### Required action
From the first line of the records below through the line containing "Need: a dot on every instance of the white car, one", copy everything exactly and nothing more.

━━━ Data for review ━━━

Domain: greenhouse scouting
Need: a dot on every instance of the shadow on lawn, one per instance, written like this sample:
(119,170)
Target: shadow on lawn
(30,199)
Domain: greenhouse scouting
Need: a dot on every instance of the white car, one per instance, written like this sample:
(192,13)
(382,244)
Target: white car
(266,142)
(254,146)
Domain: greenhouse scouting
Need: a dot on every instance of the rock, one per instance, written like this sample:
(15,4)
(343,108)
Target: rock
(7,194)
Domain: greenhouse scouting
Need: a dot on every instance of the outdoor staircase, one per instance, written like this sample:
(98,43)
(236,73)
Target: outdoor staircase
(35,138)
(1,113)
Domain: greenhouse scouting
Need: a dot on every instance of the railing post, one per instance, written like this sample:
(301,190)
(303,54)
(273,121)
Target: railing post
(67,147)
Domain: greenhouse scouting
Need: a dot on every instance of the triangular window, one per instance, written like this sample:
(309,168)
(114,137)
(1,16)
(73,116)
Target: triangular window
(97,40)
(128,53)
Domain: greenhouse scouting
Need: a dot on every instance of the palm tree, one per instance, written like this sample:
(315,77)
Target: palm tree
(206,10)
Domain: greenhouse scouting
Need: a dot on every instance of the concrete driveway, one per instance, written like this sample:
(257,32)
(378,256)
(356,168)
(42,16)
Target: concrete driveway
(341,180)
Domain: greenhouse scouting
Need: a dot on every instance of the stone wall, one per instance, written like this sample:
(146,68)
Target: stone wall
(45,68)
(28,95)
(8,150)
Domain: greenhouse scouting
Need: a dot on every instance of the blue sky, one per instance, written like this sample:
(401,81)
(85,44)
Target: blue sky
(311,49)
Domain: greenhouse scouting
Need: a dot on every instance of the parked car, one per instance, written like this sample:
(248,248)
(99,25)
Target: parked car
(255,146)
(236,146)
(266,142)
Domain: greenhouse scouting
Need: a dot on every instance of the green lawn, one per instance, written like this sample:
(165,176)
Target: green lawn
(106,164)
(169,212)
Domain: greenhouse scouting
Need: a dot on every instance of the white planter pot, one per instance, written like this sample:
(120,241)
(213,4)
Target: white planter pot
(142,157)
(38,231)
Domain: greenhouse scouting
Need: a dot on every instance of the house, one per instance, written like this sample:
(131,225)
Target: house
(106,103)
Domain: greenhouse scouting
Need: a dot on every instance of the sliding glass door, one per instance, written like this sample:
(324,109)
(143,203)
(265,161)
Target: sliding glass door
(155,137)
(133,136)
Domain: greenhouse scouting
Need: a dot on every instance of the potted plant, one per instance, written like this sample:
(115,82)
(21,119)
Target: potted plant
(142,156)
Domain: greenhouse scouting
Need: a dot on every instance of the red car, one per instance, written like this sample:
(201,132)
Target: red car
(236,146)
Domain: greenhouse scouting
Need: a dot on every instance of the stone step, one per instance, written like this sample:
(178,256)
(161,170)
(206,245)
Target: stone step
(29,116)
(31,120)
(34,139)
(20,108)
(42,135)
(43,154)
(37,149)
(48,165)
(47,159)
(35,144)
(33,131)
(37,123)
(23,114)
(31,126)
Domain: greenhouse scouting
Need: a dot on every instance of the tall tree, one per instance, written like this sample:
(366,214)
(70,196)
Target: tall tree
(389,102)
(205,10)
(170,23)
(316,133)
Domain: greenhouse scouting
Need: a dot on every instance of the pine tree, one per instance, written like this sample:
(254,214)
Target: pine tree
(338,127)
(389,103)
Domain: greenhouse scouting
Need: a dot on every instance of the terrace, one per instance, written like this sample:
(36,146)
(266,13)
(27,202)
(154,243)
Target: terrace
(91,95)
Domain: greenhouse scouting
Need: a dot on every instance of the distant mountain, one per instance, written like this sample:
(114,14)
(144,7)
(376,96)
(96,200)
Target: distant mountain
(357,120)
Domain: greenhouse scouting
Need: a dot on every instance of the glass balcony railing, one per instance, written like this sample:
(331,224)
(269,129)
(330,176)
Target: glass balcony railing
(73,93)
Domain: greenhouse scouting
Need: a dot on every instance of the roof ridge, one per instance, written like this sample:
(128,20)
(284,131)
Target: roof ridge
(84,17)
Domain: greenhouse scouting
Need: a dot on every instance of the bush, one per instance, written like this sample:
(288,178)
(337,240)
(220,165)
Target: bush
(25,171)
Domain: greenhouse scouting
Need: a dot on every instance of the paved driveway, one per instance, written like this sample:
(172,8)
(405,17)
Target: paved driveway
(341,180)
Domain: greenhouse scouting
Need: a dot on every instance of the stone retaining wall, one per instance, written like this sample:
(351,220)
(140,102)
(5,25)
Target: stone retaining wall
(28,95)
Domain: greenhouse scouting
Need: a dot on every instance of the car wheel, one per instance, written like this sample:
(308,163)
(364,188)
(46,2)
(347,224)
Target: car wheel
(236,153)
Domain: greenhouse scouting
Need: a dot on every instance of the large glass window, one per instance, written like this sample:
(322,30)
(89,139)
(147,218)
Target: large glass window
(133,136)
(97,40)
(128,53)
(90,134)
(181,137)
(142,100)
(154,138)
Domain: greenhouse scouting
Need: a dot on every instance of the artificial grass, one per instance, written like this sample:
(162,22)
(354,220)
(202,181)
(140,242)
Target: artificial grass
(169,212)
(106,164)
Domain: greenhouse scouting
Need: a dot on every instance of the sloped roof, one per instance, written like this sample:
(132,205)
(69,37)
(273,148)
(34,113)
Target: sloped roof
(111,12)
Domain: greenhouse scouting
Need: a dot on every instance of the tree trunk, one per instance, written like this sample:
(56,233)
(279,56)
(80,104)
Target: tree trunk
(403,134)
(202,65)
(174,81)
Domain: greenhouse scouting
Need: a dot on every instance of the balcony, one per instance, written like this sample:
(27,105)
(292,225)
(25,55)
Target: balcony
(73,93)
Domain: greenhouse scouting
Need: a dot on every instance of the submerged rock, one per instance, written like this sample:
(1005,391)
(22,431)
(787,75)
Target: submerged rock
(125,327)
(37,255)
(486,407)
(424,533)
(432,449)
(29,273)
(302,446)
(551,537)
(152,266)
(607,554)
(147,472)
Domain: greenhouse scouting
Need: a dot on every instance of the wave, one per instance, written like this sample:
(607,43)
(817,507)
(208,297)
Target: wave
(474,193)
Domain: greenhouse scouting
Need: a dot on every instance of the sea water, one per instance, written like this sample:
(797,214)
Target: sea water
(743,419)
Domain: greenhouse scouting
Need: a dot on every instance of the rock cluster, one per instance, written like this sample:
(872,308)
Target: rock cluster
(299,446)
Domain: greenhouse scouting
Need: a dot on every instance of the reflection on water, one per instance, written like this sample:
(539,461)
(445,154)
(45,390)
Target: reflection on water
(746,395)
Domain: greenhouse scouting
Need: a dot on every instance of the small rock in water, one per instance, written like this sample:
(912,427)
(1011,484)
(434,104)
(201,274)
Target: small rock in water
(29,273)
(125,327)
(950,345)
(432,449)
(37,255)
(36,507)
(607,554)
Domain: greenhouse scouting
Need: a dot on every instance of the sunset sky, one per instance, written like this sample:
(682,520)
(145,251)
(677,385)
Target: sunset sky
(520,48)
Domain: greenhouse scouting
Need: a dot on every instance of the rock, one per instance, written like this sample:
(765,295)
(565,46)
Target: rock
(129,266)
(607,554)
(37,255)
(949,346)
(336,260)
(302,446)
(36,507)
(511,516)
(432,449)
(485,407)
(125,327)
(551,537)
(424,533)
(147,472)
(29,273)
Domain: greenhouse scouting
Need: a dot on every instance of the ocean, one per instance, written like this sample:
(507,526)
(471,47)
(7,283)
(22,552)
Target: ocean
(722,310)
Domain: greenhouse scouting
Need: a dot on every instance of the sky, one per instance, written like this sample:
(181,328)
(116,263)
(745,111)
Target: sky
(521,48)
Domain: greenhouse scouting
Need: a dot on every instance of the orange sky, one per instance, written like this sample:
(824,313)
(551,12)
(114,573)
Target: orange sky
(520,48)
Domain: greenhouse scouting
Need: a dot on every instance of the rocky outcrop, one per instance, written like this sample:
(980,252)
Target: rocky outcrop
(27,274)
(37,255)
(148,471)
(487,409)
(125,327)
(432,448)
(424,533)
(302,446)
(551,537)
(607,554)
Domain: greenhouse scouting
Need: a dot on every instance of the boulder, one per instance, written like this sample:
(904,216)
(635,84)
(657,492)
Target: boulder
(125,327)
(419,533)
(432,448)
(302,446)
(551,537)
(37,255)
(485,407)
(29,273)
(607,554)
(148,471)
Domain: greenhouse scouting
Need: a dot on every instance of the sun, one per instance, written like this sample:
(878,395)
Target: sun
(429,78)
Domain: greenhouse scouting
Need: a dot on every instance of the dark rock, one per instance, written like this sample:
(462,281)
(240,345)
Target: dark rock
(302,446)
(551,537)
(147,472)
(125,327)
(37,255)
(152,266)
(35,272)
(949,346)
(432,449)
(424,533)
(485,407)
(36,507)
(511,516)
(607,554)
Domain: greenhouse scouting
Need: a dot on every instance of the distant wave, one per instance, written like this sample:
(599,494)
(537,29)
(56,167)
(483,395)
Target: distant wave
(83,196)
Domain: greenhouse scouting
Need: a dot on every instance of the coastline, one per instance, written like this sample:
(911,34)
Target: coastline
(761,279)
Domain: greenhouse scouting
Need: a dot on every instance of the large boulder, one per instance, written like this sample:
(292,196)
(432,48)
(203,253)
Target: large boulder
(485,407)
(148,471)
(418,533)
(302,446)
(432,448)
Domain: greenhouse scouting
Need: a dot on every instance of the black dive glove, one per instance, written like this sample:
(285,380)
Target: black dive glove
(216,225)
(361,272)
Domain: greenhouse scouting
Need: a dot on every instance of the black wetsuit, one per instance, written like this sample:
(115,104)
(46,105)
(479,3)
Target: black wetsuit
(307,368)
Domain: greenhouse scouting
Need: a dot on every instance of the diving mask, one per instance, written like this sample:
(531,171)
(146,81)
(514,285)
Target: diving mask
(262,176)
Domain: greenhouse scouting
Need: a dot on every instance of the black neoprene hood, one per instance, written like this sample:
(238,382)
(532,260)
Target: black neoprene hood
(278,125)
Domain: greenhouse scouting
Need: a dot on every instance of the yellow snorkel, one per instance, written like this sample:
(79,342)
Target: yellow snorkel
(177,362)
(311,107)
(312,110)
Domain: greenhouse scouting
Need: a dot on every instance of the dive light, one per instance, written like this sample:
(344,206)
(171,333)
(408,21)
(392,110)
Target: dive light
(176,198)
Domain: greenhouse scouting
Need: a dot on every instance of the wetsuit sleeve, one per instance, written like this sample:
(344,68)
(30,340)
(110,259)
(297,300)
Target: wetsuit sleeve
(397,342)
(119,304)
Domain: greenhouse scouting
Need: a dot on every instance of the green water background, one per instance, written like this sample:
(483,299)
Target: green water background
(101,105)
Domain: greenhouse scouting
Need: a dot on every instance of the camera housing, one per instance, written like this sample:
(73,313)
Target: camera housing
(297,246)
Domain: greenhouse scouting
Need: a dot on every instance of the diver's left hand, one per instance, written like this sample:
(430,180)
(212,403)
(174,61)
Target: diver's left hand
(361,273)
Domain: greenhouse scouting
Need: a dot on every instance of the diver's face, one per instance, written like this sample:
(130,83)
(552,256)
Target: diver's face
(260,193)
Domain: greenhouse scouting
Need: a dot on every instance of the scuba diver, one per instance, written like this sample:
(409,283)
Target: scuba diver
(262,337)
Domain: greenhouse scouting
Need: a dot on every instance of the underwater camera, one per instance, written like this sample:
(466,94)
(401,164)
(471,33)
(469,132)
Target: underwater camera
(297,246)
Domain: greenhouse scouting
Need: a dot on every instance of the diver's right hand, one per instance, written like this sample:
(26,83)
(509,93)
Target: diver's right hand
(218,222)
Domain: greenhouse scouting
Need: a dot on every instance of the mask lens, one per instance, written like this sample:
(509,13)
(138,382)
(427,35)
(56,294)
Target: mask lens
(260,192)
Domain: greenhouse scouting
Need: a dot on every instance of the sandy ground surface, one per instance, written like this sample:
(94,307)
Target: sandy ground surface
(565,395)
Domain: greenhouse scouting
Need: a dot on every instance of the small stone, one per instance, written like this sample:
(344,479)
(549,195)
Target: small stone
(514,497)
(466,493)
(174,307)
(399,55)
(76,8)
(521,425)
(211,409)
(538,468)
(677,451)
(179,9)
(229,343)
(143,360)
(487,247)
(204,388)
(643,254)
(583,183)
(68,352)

━━━

### Reply
Domain: greenhouse scouting
Need: a dot on every instance of the shadow on lawn, one per instance, written like this sample:
(119,170)
Target: shadow on lawn
(30,199)
Domain: greenhouse scouting
Need: a dot on every instance of the white car, one per instance, written like this sample:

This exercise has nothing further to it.